§ **What is asked**:
(A) In the article on teaching English generic articles, what tests were run for within-group comparisons of the instruction group?
(B) Revise part of the article on teaching English generic articles by writing "not acceptable" in place of "ungrammatical". Begin at the words "In addition, the" and stop after "lives in Africa.".
(C) Carry the article on teaching English generic articles forward with a few more sentences, starting after its last line.

§ **Source**:
BEGIN

A chocolate bar is enjoyed by many people.

Chocolate bars are enjoyed by many people.

(11) Non-kind-predicates:

A cell phone is expensive in Japan.

Cell phones are expensive in Japan.

In addition, the participants received negative feedback from the instructor about non-well-established kinds, non-kind-predicates and bare nouns; the use of a definite singular in (12) is inappropriate as there is no generic interpretation.

(12) # The chocolate bar is enjoyed by many people.

Bare singular count nouns, exemplified in (13), are ungrammatical.

(13) * Lion lives in Africa.

The instruction sessions included time for participants to work by themselves, in pairs or small groups. For practice on the generic use of articles, the participants were given pictures and asked to create generic sentences of the type they had received instruction on. For example, participants were provided with a list of kind predicates and pictures of objects and animals that are used for NP-level generics. They were instructed to produce their own sentences by using a kind predicate with a picture, e.g. The Oreo cookie is sold throughout many countries. Other exercises included fill-in-the-blank texts where the articles were removed and participants had to work out which article (the or a) was appropriate or they had to decide which noun phrase best suited the context.⁷

6 Analysis of results

The analysis of the results is based on obtaining the mean rating for each item type from the AJT for the pre- and post-tests. For example, perhaps participants rated the definite singular NP-level generic items as 2, 1, 3, 3 etc., thus the mean rating for 2, 1, 3, 3 would be 2.3. Once the mean ratings were calculated for the different types of items (see Table 2), we ran several non-parametric statistical tests as the assumption for parametric tests was not met. Comparisons between the native control (NS) group and the two L2 learner groups were performed using Kruskal–Wallis tests, Mann–Whitney U tests and two Freidman tests. Wilcoxon signed-rank tests were performed for within-instruction group comparisons. The NS group performed as expected across the target items in the AJT. Their ratings match those of NS ratings from Ionin et al. (2011) and Snape (2013). The NS responses thus support test validation for the AJT.

7 Results

The results in Figure 1 from all the tests show the average of correct judgements for acceptable sentences by each participant group for the definite second mention conditions. The results from Kruskal–Wallis tests show that the NS group and the L2 learner groups are not statistically different from each other on definite singulars (χ² = 2.066, p = .356) and there is no difference in ratings of indefinite singulars (χ² = 2.162, p = .339), the inappropriate article for the context. These results are important to note as they demonstrate that the L2 learners have a basic understanding of the English article system as ratings are high for the definite singular in second mention contexts (a rating of 3.9 or above) and low for the indefinite singular (2.2 or lower).

Figure 1.

Mean ratings (scale = 1–4) for definite second mention singular.

END

§ **Data shown**:
BEGIN

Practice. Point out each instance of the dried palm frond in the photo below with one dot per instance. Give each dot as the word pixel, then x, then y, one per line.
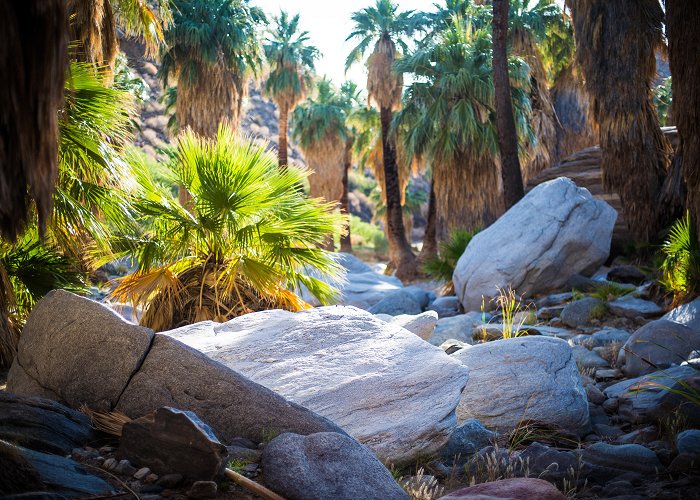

END

§ **Answer set**:
(A) Wilcoxon signed-rank tests.

(B)
In addition, the participants received negative feedback from the instructor about non-well-established kinds, non-kind-predicates and bare nouns; the use of a definite singular in (12) is inappropriate as there is no generic interpretation.

(12) # The chocolate bar is enjoyed by many people.

Bare singular count nouns, exemplified in (13), are not acceptable.

(13) * Lion lives in Africa.

(C)
Figure 2 and Table 4 show the pre-test results from the NP-level generic contexts from the three groups. To simplify the results reported in this paper, only the ratings for definite singulars, indefinite singulars and bare plurals are presented in the figures reporting the results of the generic conditions.

Figure 2.

Mean ratings (scale = 1–4) for pre-test results of NP-level generics.

Table 4.

Means ratings (scale = 1–4) and standard deviations (in brackets) for pre-test results of NP-level generics.

	def sing	*indef sing	bare pl
Native Controls	3.3 (0.25)	2.0 (0.11)	3.9 (0.21)
Instruction group	2.1 (0.24)	2.1 (0.08)	3.4 (0.23)
Control (no instruction) group	2.5 (0.31)	2.2 (0.16)	3.4 (0.43)

Recall that for the NP-level generics, high ratings are predicted for definite singulars and bare plurals. A Kruskal–Wallis test showed the three groups differed significantly on definite singulars⁸ (χ² = 17.212, df = 2, p = .0001) and bare plurals (χ² = 10.426, p = .005), but there was no difference for indefinite singulars (χ² = 0.955, p = .620). To find out where the differences lie, Mann–Whitney U tests were performed. The results show that there are no significant differences between the instruction and no instruction groups for definite singulars and bare plurals (def sing: Z = −1.370, p = .171; bare plural: Z = −.401, p = .689). Clearly, Figure 2 shows that the L2 groups are already highly accurate with bare plurals (above 3.0) but are less accurate with definite singulars (less than 2.5).⁹ The L2 groups rated the definite singular and indefinite singular almost equally to refer to NP-level generics. For bare plurals, there were significant differences between the NS group and both L2 groups, but despite significant differences, the participants from the instruction and no instruction groups rated bare plurals 3.4 on the AJT.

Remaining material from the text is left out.